WHAT YOU WILL DO
a) List every question asked in the essay on Bradley's poems.
b) Reproduce the part of the essay on Bradley's poems between "Taboos have many" and "at all times.", inclusive.

Top of TEXT SECTION

It is worth noticing how easily we subvert ourselves, internalizing taboos and giving in to peculiar twists of repression, regression and fear of shunning, which fashion makers understand so well.

Thus one thoughtful and committed reviewer in the last issue of The Rain ran into murky waters with this book. Looking at this review by a writer I appreciate I had to rethink my views. This gave me a chance to stand back and say if it is a question then maybe it is also an answer and then I realized that Bradley’s stance is all the stronger for being a purloined letter hidden in full view because the taboos have blinded us to the obvious.

Bradley is an iconoclast, a taboo breaker, not on purpose but simply because he has felt it necessary not to let certain taboos interrupt the movement, logic and integrity of his writing.

Taboos have many important functions and this is definitely not a plea to dissolve them all. Instead it is written in hope of encouraging more conscious examination of our reactions in life and in poetry. It is also an appreciation of Bradley’s bravery and openness in the face of some of our most persevering and oppressive taboos two of which being, first, gender inequality, and second, the necessity of presenting a cohesive, “adult” persona at all times.

And as for the problem with having “chlamydia” in the title: is it a problem because it has to do with the mention of bacteria? But bacteria are one of the most important elements in all living systems. Is it because it is a female disease? Are female concavities more disgusting than male protuberances when they are viewed in anything but a titillating manner?

Perhaps it’s the ideas of a young boy knowing about chlamydia. But isn’t it good that a young person has the possibility of learning about sexual activities from literature rather than Hollywood, from science rather than from advertising? That he will learn to be very careful and loving of his partner rather than a foolish or ignorant transmitter of a disease that usually men only carry and women primarily suffer from? Sometimes a very debilitating and almost impossible disease to cure.

There are several aspects to the “maturity” taboo. One aspect is that although fashions in attitude change with the generations (and also within the generations) they are rarely able to really address the taboos of power and authority except in the almost brutal way of “let it all hang out”, as it was put in the 60s, which was pretty unappealing and sometimes even dangerous not so much to the hanger outer as to his surround.

There are areas where Bradley feels uncomfortably unconscious but these expressions are not glossed over or covered with attitudes. Also in areas where Bradley shows uncertainties and lacks I know that my desire for an “authoritative” grasp of a situation may subvert my need to understand what is outside my present comprehension and yet not add further to my knowledge.

Bradley also approaches with his iconoclasm quite carefully, by throwing out what appear to be innocuous phrases which in fact seriously question our need to continually show ourselves to be hierarchically structured, unquestionable “adults”.

This book is wide-ranging and the result of a deep commitment to trolling the submerged in the world (inside and out) and whatever it turns up, however discomforting that might be. So I see a commitment to the rational and the irrational together and an ability to take the clues as they come without it being necessary to control them so that sometimes there is surrealism, or language poetry, or the personal, or complex references, or slightly seen plays of language, or mythical activity, or sometimes the shock sensibility of some writers or maybe it is better to leave that under the heading of unearthing and accepting whatever turns up whether it causes pleasure or disgust so long as (the old but, according to my limited knowledge, still unreplaced proviso goes) no one’s boundaries are intruded on.

In these poems there are very fine expressions, lovely passages, fleeting as is usually the case, but there like the air, like the good dreams along with the nightmares. These poems are well beyond fashion or any particular style. They reflect the complexity, clarity and incomprehensibility of our lives. What they don’t try to do is anything in particular. They are poetry as we hope to find it. And worth all the attention we can give them.

Bottom of TEXT SECTION
Top of RECORD EXCERPTS

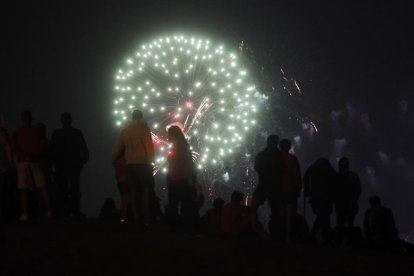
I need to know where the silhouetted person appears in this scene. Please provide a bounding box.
[113,157,130,223]
[99,197,119,221]
[50,112,89,218]
[165,126,199,233]
[279,139,302,240]
[112,110,154,225]
[13,110,51,221]
[335,157,361,227]
[251,135,283,239]
[303,158,335,243]
[0,126,13,218]
[202,197,224,236]
[221,191,251,236]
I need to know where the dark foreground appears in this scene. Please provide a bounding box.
[0,220,414,275]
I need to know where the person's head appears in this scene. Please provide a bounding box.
[279,139,292,152]
[21,110,33,124]
[60,112,72,126]
[267,134,279,148]
[338,157,349,172]
[369,196,381,207]
[213,197,224,209]
[231,191,244,203]
[132,109,144,120]
[168,125,187,144]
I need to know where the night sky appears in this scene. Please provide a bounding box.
[0,1,414,235]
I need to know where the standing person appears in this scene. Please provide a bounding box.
[13,110,51,221]
[251,134,283,239]
[0,126,13,218]
[112,110,154,224]
[113,156,130,223]
[279,139,302,241]
[303,158,335,244]
[50,112,89,218]
[335,157,361,228]
[165,126,198,232]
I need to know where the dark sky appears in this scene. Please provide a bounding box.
[0,1,414,231]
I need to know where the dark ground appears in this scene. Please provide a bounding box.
[0,220,414,275]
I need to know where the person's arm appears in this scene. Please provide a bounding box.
[112,133,125,164]
[144,129,154,164]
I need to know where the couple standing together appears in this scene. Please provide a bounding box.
[112,110,197,224]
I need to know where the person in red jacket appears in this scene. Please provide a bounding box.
[13,110,51,221]
[165,125,199,232]
[112,109,154,225]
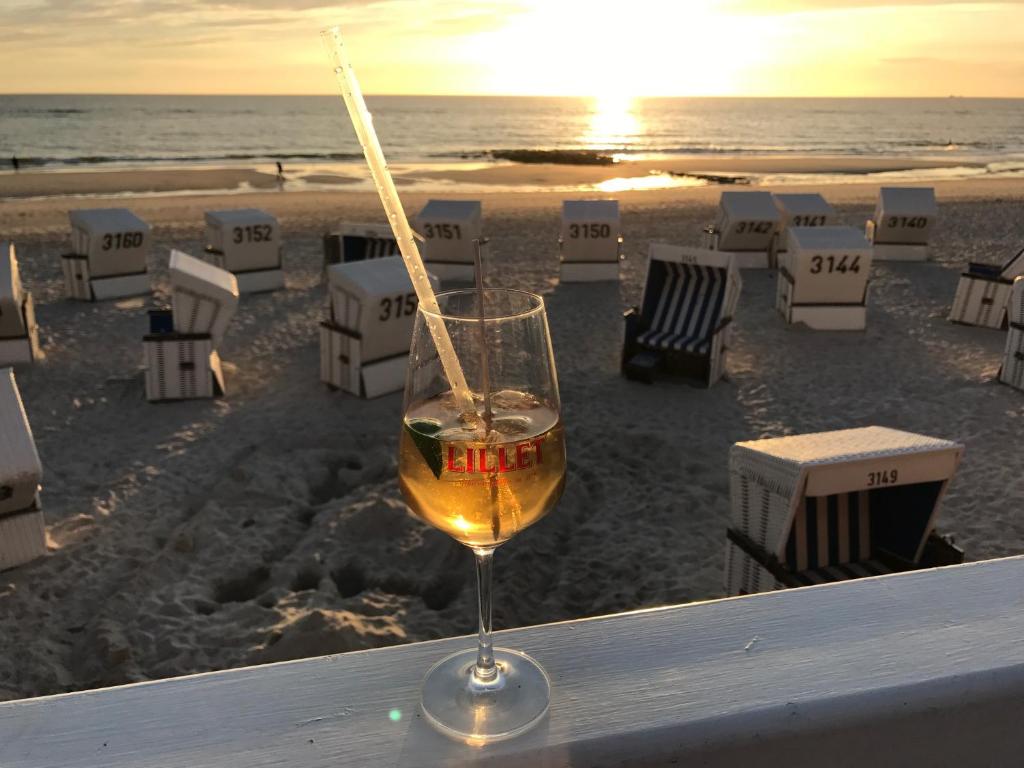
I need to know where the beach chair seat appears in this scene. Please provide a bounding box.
[0,242,41,368]
[415,200,483,284]
[775,226,872,331]
[864,186,939,261]
[205,208,285,293]
[725,427,964,595]
[702,191,781,269]
[319,256,439,398]
[623,243,742,386]
[999,276,1024,389]
[142,251,239,402]
[0,368,46,570]
[558,200,623,283]
[949,249,1024,329]
[772,193,836,252]
[324,223,399,268]
[60,208,150,301]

Bottom of RECORD EXCERPTS

ANSWERS
a)
- is it a problem because it has to do with the mention of bacteria?
- Is it because it is a female disease?
- Are female concavities more disgusting than male protuberances when they are viewed in anything but a titillating manner?
- But isn't it good that a young person has the possibility of learning about sexual activities from literature rather than Hollywood, from science rather than from advertising?
- That he will learn to be very careful and loving of his partner rather than a foolish or ignorant transmitter of a disease that usually men only carry and women primarily suffer from?

b)
Taboos have many important functions and this is definitely not a plea to dissolve them all. Instead it is written in hope of encouraging more conscious examination of our reactions in life and in poetry. It is also an appreciation of Bradley’s bravery and openness in the face of some of our most persevering and oppressive taboos two of which being, first, gender inequality, and second, the necessity of presenting a cohesive, “adult” persona at all times.